* _WHAT TO WORK ON_
a. In the forum thread below about taking a wife to the range, rewrite the paragraph that begins "Lots of ladies take to shooting" as a short bulleted list that keeps its main points.
b. Answer these questions using the forum thread below about taking a wife to the range:
(i) How many years had kcdano been married?
(ii) Which guns does Ram Rod say his wife likes to shoot?
(iii) Why does unpecador's wife go shooting with him now and then?

* _EXCERPT PROVIDED_
(begin)

# Took wife to range



## kcdano (Dec 13, 2007)

Hello, all. 

So I took my wife to the range with me today for the first time, she has never shot before. So I load up 5 of my toys, and lay them out. 
one-each of an glock 23 Kahr cw9 Fn9 taurus pt111 9mm and her ruger lcp which i bought her this week. Well I get her shooting the LCP and she's okay then the pt111 and the Cw 9, and then back to the Lcp. Then get out my glock and my Fn. I put 2 rnd's in the glock and she shots it, but does not like .40 to much so I load up the fn and she shots a full mag. Well after that she asked me to put all the other guns away and load all three of the fn mags, she loves it hands down. So I guess I will have to sell her LCP and buy her an Fn9 of her own, because I will not be giving up mine. All night it's all she taked about I am kinda scared, I would of never dreamed she would react like this. I think it's great she enjoyed it, but I wonder if I going to start losing my toys to her? I really thought she would shot just a little and be dune with it but no she put 150 rnd's down the fn's pipe. Wow! After 12 years of marrage i never knew. 

And btw we did not like the LCP at all.


----------



## Baldy (Jun 21, 2006)

Lots of ladies take to shooting like a duck to water. Most have never been to a range or fired a pistol. Once you break the ice with them the right way, they are hard to stop. Once she's got that special pistol of her's start showing her the finer parts of shooting. Don't be surprised when she out shoots you for the first time. I have found girls are easier to train than boys. I think it's the mancho image factor in men that hold them back.


----------



## submoa (Dec 16, 2007)

Good news, bad news introducing wives to shooting.

The good news is that she won't mind your guns. The bad news is the thousands you will be spending on "her" collection.

And it doesn't stop there.

Suddenly all her old purses don't work anymore because she needs to CCW. Now she needs shoes to match her purse.

And it escalates.

Trust me. Don't introduce her to long guns.

I thought I was done after stocking her up on tactical gloves (hmm they are so cute!) to go with her AR. Aimpoint, ACOG, Tango Down, Surefire and Magpul later, we are now looking into Lizardskin camo. Thank God Louis Vuitton doesn't make gun cases.


----------



## kcdano (Dec 13, 2007)

Very true but very funny:anim_lol:


----------



## Ram Rod (Jan 16, 2008)

My wife always goes with me. She's a real good brass picker-upper! Well, she likes to shoot the 10/22's as well. That's why I call her machinegun Sally.


----------



## unpecador (May 9, 2008)

My wife doesn't really enjoy shooting but she does go with me occasionally because she knows that she may have to use a gun in an intruder situation.


----------



## BeefyBeefo (Jan 30, 2008)

(end)

* _PROVIDED DATA_
(begin)

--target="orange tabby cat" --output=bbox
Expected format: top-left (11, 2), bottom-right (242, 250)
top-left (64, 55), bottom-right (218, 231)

(end)

* _PROBLEM SOLUTIONS_
a.
- Many women take to shooting very easily, even though most have never been to a range or fired a pistol.
- Once they are introduced to it the right way, they are hard to stop.
- After she has her own special pistol, start teaching her the finer points of shooting.
- Don't be surprised when she outshoots you for the first time.
- The writer has found girls easier to train than boys and thinks men are held back by their tough-guy image.

b.
(i) 12 years.
(ii) The 10/22's.
(iii) She knows she may have to use a gun if an intruder comes.